**TASK STATEMENT:**
Return every line of the items below that contains the word "black", copying each line in full.

Location labeling records:
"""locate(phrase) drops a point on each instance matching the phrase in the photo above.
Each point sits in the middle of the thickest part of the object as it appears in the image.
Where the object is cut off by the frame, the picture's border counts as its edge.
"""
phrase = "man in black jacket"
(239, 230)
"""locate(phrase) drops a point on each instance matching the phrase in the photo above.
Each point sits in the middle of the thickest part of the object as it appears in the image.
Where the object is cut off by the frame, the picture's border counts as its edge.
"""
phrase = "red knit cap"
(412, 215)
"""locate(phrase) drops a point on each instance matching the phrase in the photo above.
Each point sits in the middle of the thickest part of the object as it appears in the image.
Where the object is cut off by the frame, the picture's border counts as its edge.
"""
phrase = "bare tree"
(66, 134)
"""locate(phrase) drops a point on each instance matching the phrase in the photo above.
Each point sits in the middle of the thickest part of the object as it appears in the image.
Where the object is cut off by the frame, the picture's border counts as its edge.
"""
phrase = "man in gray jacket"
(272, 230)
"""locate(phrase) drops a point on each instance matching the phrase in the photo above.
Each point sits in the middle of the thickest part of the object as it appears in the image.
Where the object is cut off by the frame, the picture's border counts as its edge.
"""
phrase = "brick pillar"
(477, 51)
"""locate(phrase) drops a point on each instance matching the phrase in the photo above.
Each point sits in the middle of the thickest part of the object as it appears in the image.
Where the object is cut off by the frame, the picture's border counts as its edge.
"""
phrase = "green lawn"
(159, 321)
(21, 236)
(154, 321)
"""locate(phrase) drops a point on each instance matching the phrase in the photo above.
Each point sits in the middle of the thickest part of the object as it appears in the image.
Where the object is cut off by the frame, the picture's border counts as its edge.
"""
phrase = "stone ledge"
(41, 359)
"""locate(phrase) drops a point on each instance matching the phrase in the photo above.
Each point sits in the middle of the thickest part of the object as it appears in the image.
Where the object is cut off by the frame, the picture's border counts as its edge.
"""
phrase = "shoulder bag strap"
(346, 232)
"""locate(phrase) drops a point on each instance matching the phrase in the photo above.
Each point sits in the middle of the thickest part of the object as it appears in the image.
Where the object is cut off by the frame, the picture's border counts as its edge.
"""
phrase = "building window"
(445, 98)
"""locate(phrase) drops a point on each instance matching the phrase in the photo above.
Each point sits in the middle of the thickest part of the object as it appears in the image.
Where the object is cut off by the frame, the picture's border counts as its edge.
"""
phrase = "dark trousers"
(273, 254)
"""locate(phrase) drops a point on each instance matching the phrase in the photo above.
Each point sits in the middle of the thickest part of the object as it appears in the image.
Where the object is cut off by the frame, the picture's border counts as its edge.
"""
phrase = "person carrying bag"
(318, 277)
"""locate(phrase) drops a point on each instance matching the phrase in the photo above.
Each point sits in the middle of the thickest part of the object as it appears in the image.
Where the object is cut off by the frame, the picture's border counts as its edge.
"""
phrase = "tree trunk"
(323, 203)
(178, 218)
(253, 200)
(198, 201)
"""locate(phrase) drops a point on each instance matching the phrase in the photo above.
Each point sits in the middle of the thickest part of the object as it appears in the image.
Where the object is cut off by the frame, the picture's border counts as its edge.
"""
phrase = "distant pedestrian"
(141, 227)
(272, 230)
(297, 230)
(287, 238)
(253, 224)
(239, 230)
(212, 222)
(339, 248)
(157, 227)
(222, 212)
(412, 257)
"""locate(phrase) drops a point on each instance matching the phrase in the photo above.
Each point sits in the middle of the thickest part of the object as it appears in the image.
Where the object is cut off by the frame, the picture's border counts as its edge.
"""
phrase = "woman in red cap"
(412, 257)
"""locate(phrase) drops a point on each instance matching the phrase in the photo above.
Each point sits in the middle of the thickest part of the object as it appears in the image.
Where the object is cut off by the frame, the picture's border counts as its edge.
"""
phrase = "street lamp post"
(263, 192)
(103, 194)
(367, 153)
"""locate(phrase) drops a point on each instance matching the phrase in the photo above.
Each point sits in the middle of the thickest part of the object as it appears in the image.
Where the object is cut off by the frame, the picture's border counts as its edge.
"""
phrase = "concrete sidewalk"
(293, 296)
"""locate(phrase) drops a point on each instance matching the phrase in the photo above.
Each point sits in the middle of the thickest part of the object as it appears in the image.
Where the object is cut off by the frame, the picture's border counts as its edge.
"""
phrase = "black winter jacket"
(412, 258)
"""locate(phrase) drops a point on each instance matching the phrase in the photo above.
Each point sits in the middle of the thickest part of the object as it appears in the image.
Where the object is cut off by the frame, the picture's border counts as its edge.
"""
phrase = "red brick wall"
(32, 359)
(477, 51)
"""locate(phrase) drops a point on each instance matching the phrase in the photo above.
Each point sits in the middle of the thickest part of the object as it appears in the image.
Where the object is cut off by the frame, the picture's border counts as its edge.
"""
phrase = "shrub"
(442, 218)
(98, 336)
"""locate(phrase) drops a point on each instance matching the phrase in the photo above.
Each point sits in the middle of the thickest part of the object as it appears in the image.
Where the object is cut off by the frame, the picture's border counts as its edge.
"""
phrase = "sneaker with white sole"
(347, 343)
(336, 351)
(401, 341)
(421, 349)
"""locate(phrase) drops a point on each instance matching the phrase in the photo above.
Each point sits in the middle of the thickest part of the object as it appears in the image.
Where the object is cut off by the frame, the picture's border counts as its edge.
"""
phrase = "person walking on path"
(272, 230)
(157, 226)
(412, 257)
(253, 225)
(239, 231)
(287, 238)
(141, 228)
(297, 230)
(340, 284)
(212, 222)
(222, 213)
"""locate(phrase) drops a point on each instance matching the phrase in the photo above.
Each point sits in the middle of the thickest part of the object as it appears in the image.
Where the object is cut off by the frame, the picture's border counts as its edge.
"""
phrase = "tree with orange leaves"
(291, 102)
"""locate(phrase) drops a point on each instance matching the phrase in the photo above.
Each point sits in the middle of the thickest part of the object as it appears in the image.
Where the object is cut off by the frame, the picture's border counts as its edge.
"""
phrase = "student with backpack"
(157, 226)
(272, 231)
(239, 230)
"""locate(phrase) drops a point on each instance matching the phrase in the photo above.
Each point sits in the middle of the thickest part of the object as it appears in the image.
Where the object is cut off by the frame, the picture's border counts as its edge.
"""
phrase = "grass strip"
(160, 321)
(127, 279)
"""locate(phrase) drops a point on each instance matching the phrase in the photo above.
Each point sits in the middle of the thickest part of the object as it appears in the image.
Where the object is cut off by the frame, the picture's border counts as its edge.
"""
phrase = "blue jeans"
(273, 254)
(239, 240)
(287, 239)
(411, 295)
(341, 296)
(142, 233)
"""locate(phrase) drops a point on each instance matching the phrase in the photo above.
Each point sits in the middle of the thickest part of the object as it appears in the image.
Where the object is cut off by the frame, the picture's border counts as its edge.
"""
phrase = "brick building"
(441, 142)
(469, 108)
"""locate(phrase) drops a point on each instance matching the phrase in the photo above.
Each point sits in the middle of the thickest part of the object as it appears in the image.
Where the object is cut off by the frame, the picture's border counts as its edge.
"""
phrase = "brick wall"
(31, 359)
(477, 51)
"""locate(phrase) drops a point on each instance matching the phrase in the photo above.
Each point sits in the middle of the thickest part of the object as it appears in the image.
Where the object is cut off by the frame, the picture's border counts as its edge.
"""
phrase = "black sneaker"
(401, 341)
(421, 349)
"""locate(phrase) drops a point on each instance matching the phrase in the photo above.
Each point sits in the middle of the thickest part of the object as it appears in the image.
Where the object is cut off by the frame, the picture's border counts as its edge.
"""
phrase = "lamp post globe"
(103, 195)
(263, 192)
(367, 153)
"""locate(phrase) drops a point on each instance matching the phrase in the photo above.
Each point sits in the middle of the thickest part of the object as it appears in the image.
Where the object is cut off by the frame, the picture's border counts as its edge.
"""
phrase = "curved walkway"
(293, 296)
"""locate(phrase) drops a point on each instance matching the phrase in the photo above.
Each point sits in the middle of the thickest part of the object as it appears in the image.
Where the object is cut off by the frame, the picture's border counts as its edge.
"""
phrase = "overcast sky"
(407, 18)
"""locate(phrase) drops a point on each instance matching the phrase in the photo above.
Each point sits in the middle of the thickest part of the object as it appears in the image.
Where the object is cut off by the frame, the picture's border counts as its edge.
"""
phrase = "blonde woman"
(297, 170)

**THE SOLUTION:**
phrase = "man in black jacket"
phrase = "black winter jacket"
phrase = "black sneaker"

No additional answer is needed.